[SUPPLIED MATERIAL Boundary: Start]
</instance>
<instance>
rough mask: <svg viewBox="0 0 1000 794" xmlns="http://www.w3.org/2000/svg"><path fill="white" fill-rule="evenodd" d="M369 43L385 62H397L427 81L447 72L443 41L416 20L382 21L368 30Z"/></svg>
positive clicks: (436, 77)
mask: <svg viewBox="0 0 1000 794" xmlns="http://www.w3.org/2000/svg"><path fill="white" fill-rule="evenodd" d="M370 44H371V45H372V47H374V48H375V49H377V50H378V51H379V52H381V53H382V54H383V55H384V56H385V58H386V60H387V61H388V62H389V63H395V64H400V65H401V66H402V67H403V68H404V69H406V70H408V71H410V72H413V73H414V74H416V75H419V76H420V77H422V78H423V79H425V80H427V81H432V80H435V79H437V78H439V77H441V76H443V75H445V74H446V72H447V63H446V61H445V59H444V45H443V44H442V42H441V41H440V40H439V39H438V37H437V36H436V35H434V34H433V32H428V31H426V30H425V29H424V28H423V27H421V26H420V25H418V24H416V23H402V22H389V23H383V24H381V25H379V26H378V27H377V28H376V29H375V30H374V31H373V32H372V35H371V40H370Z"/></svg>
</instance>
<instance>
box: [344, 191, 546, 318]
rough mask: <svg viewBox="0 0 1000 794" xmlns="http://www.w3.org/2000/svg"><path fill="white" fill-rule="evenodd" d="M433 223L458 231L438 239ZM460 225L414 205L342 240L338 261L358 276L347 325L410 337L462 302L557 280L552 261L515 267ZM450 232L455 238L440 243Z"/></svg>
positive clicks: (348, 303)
[SUPPLIED MATERIAL Boundary: End]
Output every line of the records above as a JSON list of strings, one string per line, skipping blank lines.

* _RESULT OF THE TASK_:
[
  "</instance>",
  "<instance>",
  "rough mask: <svg viewBox=\"0 0 1000 794\" xmlns=\"http://www.w3.org/2000/svg\"><path fill=\"white\" fill-rule=\"evenodd\" d=\"M369 43L385 62H397L427 81L447 72L443 41L416 20L382 21L368 30Z\"/></svg>",
  "positive clicks: (436, 77)",
  "mask: <svg viewBox=\"0 0 1000 794\" xmlns=\"http://www.w3.org/2000/svg\"><path fill=\"white\" fill-rule=\"evenodd\" d=\"M370 44H371V45H372V47H374V48H375V49H377V50H378V51H379V52H381V53H382V54H383V55H384V56H385V58H386V60H387V61H388V62H389V63H395V64H400V65H401V66H402V67H403V68H404V69H406V70H408V71H410V72H413V73H414V74H416V75H419V76H420V77H422V78H423V79H425V80H427V81H432V80H435V79H437V78H439V77H441V76H443V75H445V74H446V72H447V63H446V61H445V59H444V45H443V44H442V42H441V41H440V40H439V39H438V37H437V36H436V35H434V34H433V32H428V31H426V30H425V29H424V28H423V27H421V26H420V25H418V24H416V23H402V22H389V23H383V24H381V25H379V26H378V27H377V28H376V29H375V30H374V31H373V32H372V35H371V40H370Z\"/></svg>",
  "</instance>",
  "<instance>",
  "box: [344, 191, 546, 318]",
  "rough mask: <svg viewBox=\"0 0 1000 794\" xmlns=\"http://www.w3.org/2000/svg\"><path fill=\"white\" fill-rule=\"evenodd\" d=\"M433 223L458 231L438 239ZM460 225L414 205L342 240L338 261L358 276L347 325L410 337L462 302L557 280L552 261L515 267ZM450 232L455 238L440 243Z\"/></svg>",
  "positive clicks: (348, 303)"
]